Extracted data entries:
— START —
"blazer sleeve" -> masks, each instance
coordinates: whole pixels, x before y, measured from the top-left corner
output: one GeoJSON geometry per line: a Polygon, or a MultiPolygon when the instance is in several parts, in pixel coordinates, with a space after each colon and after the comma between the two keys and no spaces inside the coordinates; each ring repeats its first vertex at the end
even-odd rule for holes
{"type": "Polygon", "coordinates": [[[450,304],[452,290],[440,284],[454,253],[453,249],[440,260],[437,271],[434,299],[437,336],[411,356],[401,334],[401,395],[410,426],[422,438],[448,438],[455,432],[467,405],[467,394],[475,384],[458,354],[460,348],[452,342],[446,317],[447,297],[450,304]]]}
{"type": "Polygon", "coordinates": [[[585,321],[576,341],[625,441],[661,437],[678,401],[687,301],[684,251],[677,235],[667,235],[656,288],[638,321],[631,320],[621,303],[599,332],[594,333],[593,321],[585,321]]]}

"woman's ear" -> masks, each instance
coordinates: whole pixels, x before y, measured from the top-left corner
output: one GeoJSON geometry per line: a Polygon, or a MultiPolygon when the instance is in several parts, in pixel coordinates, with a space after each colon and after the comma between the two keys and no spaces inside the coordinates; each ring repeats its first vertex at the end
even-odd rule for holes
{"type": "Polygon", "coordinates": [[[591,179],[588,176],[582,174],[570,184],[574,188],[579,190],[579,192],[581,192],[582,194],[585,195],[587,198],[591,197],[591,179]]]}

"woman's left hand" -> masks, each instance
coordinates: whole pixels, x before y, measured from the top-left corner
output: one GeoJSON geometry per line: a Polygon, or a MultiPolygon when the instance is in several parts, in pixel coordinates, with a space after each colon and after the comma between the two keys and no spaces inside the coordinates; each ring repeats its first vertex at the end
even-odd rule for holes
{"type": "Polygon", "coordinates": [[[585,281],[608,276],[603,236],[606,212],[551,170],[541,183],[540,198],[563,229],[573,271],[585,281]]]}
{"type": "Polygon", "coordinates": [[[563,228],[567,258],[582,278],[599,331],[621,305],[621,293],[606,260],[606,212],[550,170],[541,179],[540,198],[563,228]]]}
— END —
**WHAT YOU NEED TO DO:**
Report every line of the entries above that contains the string "masks", treating uppercase and lowercase letters as different.

**THE ANSWER:**
"blazer sleeve" -> masks, each instance
"woman's ear" -> masks, each instance
"woman's left hand" -> masks, each instance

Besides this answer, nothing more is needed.